## [EXERCISE PROMPT]
What are the lines, copied exactly, from the one containing "Which pixel lies on the black string" through the last line of the records below, both included?

## [RECORDS FOR THE EXERCISE]
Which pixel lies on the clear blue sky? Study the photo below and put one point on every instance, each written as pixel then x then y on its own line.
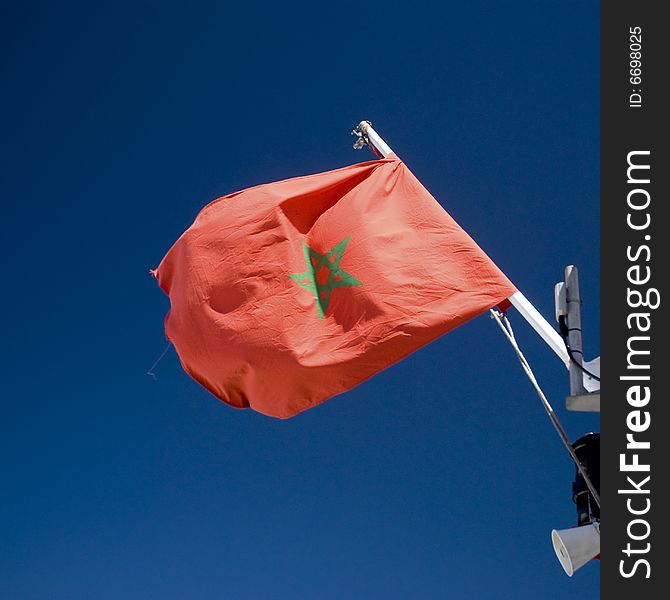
pixel 439 478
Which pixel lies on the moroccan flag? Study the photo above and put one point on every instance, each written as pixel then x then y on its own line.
pixel 288 293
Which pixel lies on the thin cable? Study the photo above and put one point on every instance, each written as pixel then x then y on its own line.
pixel 150 372
pixel 506 328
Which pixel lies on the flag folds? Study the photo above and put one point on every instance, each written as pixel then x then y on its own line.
pixel 286 294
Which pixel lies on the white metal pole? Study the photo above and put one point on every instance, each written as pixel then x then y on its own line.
pixel 367 135
pixel 541 326
pixel 574 323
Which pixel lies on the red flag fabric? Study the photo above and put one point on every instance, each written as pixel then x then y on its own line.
pixel 286 294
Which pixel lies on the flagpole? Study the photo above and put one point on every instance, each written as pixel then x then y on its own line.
pixel 368 136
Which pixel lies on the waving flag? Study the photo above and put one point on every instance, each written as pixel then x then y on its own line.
pixel 286 294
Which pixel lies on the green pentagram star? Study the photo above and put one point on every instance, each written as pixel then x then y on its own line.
pixel 336 276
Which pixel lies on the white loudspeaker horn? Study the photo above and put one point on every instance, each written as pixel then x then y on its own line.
pixel 576 546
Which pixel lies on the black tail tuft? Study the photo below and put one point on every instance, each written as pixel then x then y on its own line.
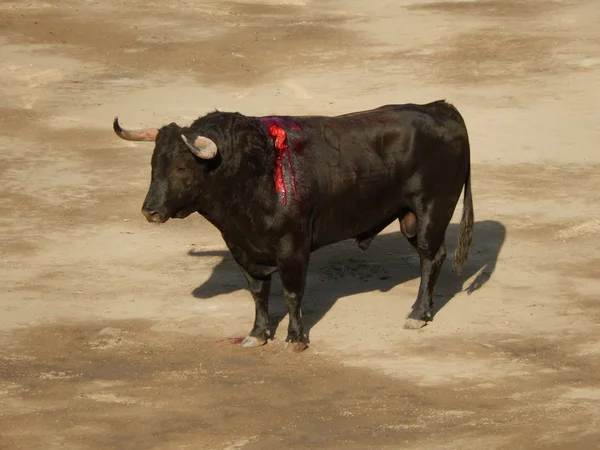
pixel 465 235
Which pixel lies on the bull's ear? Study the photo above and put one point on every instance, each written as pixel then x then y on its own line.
pixel 202 147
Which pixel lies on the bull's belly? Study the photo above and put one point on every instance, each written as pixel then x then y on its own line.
pixel 347 221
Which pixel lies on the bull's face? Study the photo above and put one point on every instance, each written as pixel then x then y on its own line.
pixel 178 170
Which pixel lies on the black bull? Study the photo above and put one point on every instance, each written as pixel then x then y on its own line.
pixel 280 187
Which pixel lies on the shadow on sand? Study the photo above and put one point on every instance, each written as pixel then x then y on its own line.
pixel 342 269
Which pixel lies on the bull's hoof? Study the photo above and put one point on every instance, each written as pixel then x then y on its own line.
pixel 253 341
pixel 296 347
pixel 414 324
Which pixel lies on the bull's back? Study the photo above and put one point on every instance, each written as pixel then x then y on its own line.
pixel 370 165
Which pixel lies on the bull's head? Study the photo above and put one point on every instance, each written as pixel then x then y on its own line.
pixel 178 169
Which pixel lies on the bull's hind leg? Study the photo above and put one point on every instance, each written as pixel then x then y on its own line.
pixel 426 234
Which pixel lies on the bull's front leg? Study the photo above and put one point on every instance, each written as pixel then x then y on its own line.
pixel 292 263
pixel 260 290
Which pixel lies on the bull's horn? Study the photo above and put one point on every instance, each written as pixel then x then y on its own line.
pixel 148 134
pixel 202 147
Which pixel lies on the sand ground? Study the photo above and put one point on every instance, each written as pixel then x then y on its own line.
pixel 116 333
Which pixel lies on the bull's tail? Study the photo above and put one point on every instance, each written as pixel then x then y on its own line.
pixel 465 235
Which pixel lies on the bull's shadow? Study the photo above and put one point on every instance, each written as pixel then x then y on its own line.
pixel 342 270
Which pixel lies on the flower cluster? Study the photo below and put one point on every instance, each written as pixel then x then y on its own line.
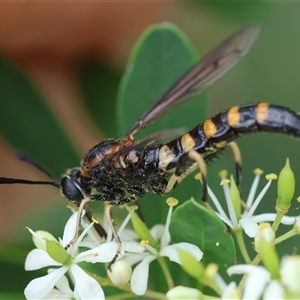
pixel 277 278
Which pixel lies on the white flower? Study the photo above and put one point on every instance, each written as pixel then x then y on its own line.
pixel 62 290
pixel 120 272
pixel 247 220
pixel 86 287
pixel 182 292
pixel 231 291
pixel 257 279
pixel 160 233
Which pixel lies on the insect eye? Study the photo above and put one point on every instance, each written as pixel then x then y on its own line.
pixel 71 190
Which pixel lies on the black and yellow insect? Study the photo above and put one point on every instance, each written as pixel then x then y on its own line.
pixel 122 170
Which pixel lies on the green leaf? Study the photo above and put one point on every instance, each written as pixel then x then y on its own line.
pixel 28 124
pixel 160 57
pixel 193 223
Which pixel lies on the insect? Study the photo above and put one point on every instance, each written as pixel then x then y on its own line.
pixel 122 170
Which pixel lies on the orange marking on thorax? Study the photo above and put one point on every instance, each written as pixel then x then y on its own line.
pixel 262 112
pixel 209 128
pixel 87 165
pixel 233 116
pixel 187 142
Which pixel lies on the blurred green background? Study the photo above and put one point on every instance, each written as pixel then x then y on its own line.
pixel 269 72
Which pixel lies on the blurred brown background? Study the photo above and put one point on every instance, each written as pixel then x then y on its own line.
pixel 50 40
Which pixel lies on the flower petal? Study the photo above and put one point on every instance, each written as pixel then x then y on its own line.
pixel 37 259
pixel 133 259
pixel 103 253
pixel 172 251
pixel 86 287
pixel 139 278
pixel 249 225
pixel 62 284
pixel 181 292
pixel 132 247
pixel 40 287
pixel 258 277
pixel 157 231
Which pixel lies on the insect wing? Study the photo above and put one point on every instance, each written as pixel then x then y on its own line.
pixel 201 76
pixel 150 139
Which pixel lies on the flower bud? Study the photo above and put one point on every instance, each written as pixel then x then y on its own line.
pixel 141 229
pixel 45 235
pixel 120 272
pixel 57 252
pixel 182 292
pixel 264 234
pixel 235 196
pixel 286 187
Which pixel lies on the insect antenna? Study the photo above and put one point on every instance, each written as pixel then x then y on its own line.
pixel 25 158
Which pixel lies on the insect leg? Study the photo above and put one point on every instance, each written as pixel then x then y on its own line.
pixel 238 163
pixel 108 208
pixel 201 164
pixel 99 229
pixel 81 207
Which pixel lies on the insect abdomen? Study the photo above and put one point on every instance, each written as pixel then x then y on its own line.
pixel 251 118
pixel 213 135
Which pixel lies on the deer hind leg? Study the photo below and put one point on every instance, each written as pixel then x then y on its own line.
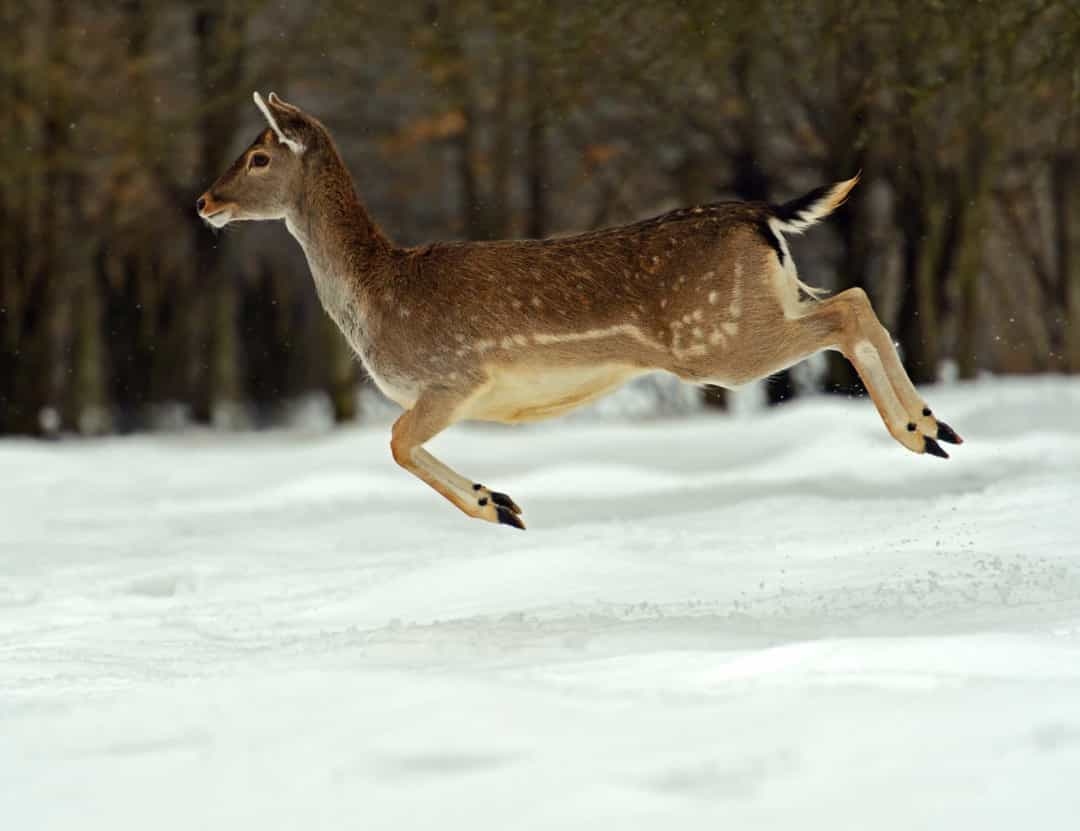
pixel 846 322
pixel 432 413
pixel 918 413
pixel 849 321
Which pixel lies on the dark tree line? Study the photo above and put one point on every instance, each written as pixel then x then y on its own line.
pixel 494 118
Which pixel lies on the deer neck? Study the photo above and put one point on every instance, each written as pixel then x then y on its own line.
pixel 346 251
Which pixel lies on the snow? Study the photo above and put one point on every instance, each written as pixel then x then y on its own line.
pixel 772 620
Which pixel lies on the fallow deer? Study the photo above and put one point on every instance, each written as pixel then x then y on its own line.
pixel 524 330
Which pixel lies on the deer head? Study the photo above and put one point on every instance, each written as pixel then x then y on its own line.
pixel 267 177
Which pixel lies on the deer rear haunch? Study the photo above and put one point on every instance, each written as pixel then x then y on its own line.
pixel 523 330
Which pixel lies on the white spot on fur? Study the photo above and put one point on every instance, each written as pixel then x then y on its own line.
pixel 292 144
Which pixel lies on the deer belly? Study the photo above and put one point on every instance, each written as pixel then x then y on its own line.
pixel 532 393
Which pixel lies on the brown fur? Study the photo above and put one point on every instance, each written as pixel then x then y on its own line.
pixel 529 329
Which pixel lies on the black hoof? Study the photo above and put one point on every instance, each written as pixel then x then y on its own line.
pixel 507 517
pixel 946 433
pixel 505 501
pixel 935 450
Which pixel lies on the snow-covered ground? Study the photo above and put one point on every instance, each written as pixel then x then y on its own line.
pixel 782 620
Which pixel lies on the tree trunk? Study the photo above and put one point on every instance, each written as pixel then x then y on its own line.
pixel 536 148
pixel 219 38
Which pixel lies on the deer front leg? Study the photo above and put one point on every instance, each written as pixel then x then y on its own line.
pixel 432 413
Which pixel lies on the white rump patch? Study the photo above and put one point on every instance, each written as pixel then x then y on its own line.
pixel 292 144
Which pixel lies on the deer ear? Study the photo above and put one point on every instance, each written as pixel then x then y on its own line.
pixel 285 121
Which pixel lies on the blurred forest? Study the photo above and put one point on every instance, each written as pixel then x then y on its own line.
pixel 120 310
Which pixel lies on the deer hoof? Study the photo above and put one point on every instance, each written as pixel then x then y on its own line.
pixel 507 517
pixel 934 448
pixel 505 501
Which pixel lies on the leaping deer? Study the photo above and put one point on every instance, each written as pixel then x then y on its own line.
pixel 523 330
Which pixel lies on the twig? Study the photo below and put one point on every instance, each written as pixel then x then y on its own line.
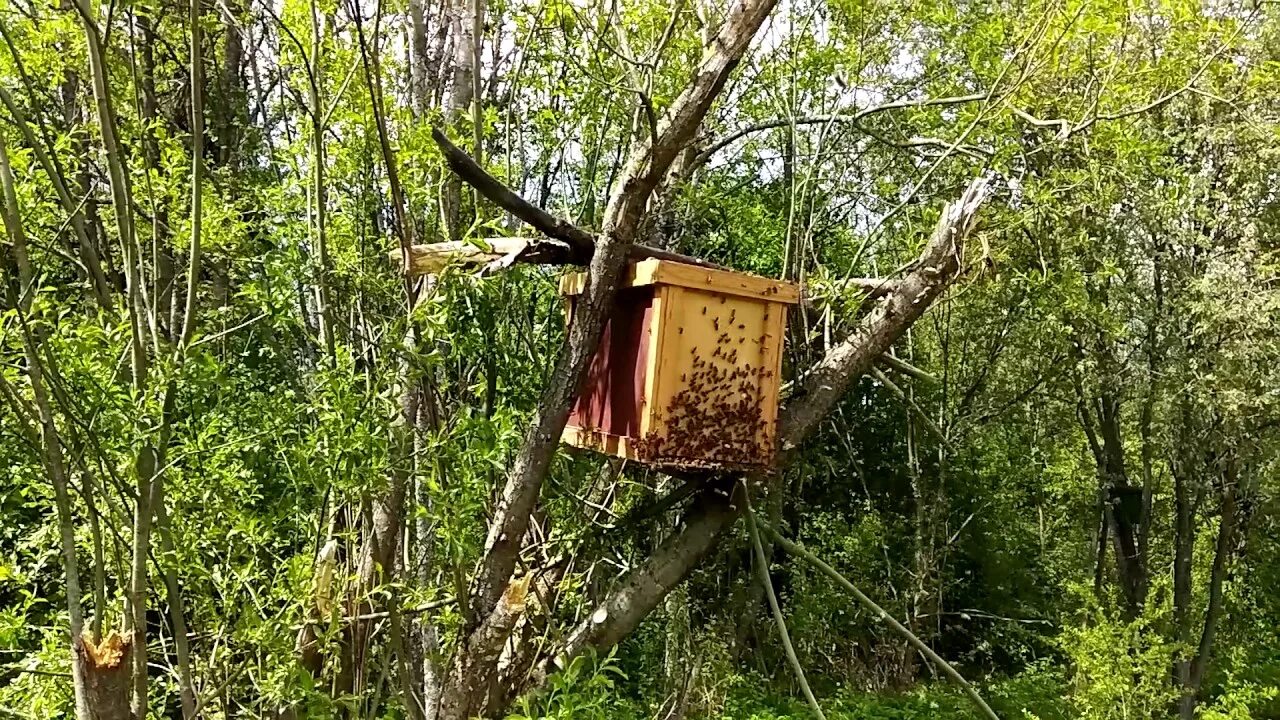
pixel 762 564
pixel 912 406
pixel 880 613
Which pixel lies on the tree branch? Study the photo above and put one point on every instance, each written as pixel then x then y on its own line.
pixel 854 118
pixel 718 507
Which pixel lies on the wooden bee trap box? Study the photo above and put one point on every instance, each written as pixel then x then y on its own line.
pixel 688 369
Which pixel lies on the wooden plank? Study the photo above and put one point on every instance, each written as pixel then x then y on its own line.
pixel 667 301
pixel 664 272
pixel 618 446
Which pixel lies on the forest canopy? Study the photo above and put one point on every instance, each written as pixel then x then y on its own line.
pixel 284 363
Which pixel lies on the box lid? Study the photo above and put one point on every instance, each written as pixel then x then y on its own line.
pixel 667 272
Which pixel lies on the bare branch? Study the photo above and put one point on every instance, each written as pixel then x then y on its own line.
pixel 854 118
pixel 717 507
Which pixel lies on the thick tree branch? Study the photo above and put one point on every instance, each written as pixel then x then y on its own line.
pixel 576 244
pixel 644 587
pixel 851 118
pixel 485 632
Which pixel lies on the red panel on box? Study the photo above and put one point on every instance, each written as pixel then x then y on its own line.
pixel 612 395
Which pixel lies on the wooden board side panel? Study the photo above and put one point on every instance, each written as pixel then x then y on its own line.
pixel 664 272
pixel 711 404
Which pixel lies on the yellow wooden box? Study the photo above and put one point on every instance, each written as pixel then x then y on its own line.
pixel 688 369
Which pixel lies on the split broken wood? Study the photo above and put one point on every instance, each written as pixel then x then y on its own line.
pixel 566 244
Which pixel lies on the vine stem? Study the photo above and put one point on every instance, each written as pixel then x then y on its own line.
pixel 762 564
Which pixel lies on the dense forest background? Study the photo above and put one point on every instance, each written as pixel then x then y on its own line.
pixel 248 466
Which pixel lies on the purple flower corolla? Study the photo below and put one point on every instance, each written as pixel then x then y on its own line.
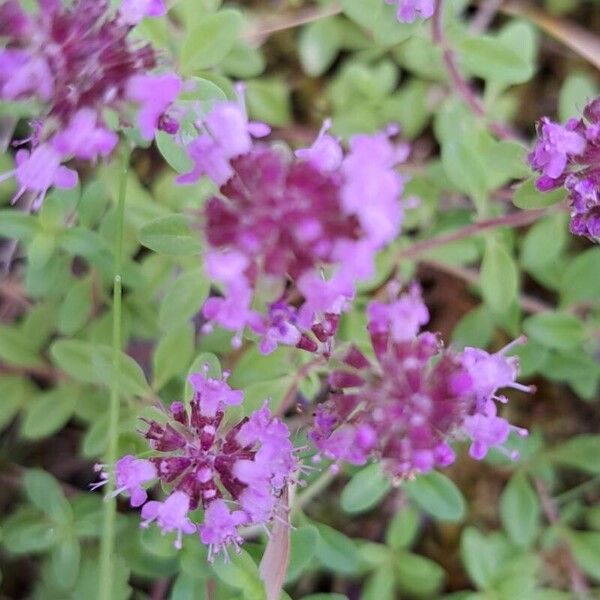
pixel 406 409
pixel 220 528
pixel 130 474
pixel 154 93
pixel 410 10
pixel 213 394
pixel 207 463
pixel 131 12
pixel 569 156
pixel 280 216
pixel 171 515
pixel 403 317
pixel 554 147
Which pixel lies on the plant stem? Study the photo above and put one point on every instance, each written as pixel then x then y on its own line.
pixel 110 510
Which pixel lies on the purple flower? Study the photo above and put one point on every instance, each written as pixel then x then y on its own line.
pixel 554 147
pixel 130 474
pixel 213 394
pixel 132 12
pixel 402 318
pixel 206 463
pixel 220 528
pixel 155 93
pixel 419 397
pixel 280 216
pixel 409 10
pixel 171 515
pixel 39 171
pixel 569 156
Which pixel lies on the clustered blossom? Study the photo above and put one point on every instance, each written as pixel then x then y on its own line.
pixel 410 10
pixel 569 156
pixel 235 473
pixel 280 216
pixel 75 62
pixel 417 398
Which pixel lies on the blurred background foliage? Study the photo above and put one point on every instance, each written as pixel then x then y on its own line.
pixel 499 530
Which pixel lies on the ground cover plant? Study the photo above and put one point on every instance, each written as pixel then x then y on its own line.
pixel 299 299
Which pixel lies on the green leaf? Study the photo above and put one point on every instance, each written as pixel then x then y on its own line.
pixel 490 58
pixel 560 331
pixel 26 532
pixel 319 45
pixel 76 307
pixel 520 510
pixel 14 393
pixel 403 528
pixel 92 363
pixel 303 542
pixel 45 493
pixel 417 575
pixel 577 90
pixel 581 453
pixel 48 413
pixel 585 546
pixel 380 585
pixel 209 40
pixel 172 354
pixel 365 490
pixel 241 573
pixel 170 235
pixel 184 298
pixel 437 495
pixel 16 350
pixel 18 225
pixel 336 551
pixel 173 152
pixel 580 281
pixel 499 277
pixel 529 198
pixel 64 559
pixel 269 100
pixel 483 556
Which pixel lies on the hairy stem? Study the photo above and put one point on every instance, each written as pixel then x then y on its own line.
pixel 107 546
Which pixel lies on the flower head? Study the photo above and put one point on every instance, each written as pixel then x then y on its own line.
pixel 208 464
pixel 406 409
pixel 569 156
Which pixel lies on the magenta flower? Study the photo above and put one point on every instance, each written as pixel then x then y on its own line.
pixel 419 397
pixel 220 528
pixel 569 156
pixel 171 515
pixel 130 474
pixel 410 10
pixel 280 217
pixel 205 464
pixel 131 12
pixel 42 63
pixel 554 147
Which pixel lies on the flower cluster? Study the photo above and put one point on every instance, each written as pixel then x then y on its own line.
pixel 410 10
pixel 235 473
pixel 76 62
pixel 569 156
pixel 281 216
pixel 417 397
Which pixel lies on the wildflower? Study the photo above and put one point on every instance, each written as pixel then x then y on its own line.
pixel 406 409
pixel 171 515
pixel 282 216
pixel 409 10
pixel 52 58
pixel 208 464
pixel 569 156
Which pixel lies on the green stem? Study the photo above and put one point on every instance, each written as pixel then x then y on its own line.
pixel 110 509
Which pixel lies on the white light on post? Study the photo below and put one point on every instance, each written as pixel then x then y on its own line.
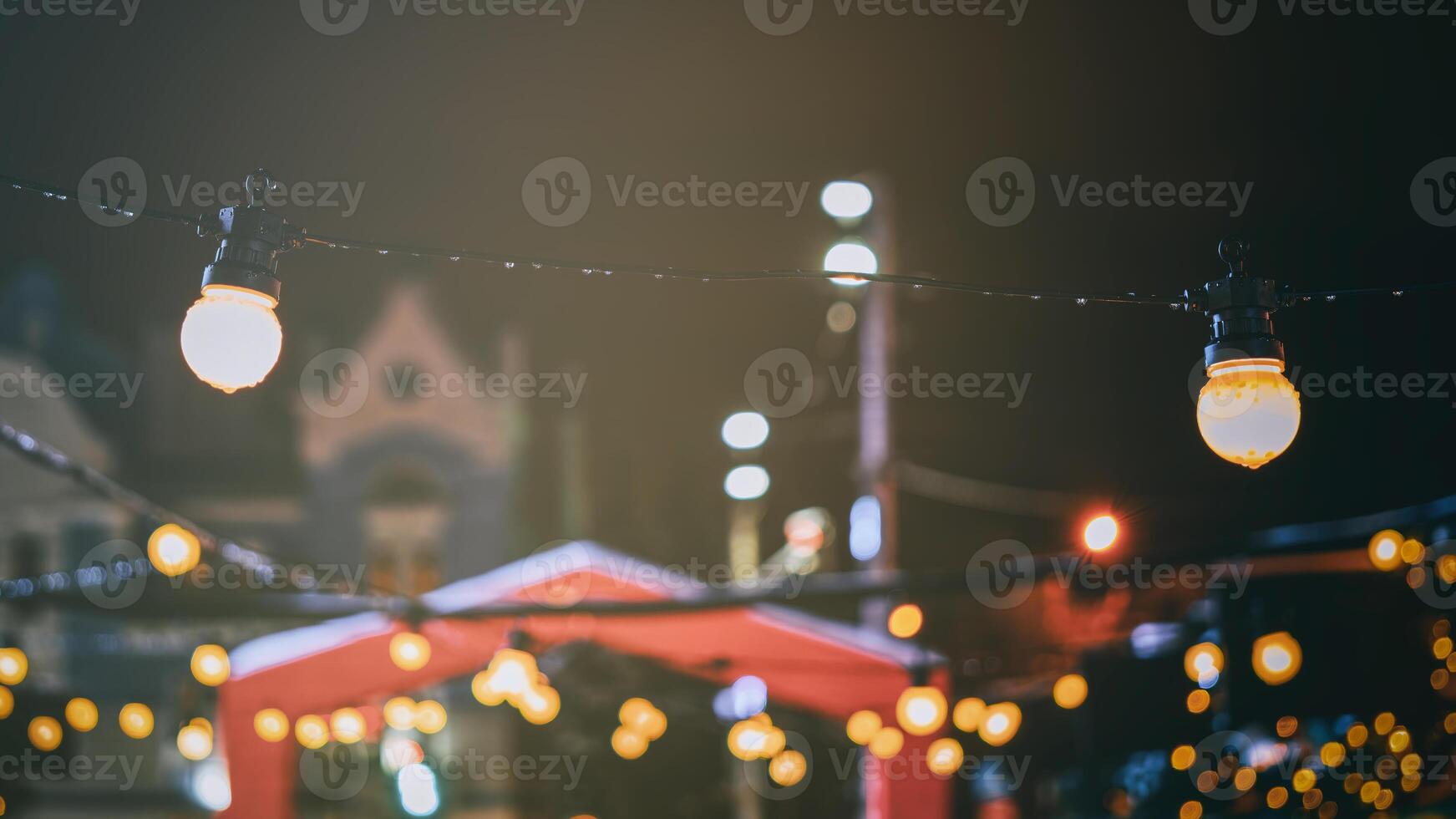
pixel 746 430
pixel 748 483
pixel 846 200
pixel 850 257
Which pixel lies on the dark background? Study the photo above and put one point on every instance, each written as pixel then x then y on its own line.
pixel 442 119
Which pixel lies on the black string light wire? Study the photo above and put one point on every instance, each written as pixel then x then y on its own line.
pixel 509 262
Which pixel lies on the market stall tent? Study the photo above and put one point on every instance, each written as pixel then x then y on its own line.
pixel 345 664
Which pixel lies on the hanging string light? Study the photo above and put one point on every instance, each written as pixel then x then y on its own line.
pixel 862 726
pixel 399 713
pixel 210 665
pixel 44 733
pixel 195 742
pixel 271 725
pixel 312 732
pixel 82 715
pixel 967 715
pixel 347 726
pixel 921 710
pixel 409 652
pixel 1277 658
pixel 999 723
pixel 135 720
pixel 430 717
pixel 13 666
pixel 946 756
pixel 787 768
pixel 1248 413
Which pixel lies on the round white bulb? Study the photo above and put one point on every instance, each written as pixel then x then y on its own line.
pixel 850 257
pixel 1248 413
pixel 846 200
pixel 232 337
pixel 748 483
pixel 746 430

## [RESPONSE TO THIS TASK]
Which pixel lies on the black string light wire? Study the photo above and put one point on every instance, each written as pixel then x then y on its own line.
pixel 509 262
Which pixel lies on the market stall tent? Study the photo above and put one point on every instance, each written as pixel then x then y on its own line.
pixel 345 664
Which pixel lies on the hanging string light? Study the photo above and put one point on every instance, each written as pixel then x then y on its own line.
pixel 862 726
pixel 399 713
pixel 210 665
pixel 44 733
pixel 195 742
pixel 271 725
pixel 312 732
pixel 82 715
pixel 967 715
pixel 347 726
pixel 921 710
pixel 409 652
pixel 1277 658
pixel 999 723
pixel 135 720
pixel 430 717
pixel 13 666
pixel 946 756
pixel 787 768
pixel 1248 413
Which pixel lies on the round white bulb? Study the photo above and put one point on every instance, each written as pixel then x then y on its own line.
pixel 850 257
pixel 1248 413
pixel 846 200
pixel 232 337
pixel 748 483
pixel 746 430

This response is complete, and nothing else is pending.